--- Work request ---
All of the data that follows should be retyped exactly as it appears.
Start of The input
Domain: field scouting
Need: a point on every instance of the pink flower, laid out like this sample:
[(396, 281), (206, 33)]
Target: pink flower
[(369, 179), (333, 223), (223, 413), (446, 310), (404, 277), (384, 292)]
End of The input
--- Written answer ---
Domain: field scouting
Need: a point on every instance of the pink flower, laid out like this sample:
[(396, 281), (206, 33)]
Target: pink flower
[(369, 179), (333, 223), (223, 413), (446, 310), (404, 277), (384, 292)]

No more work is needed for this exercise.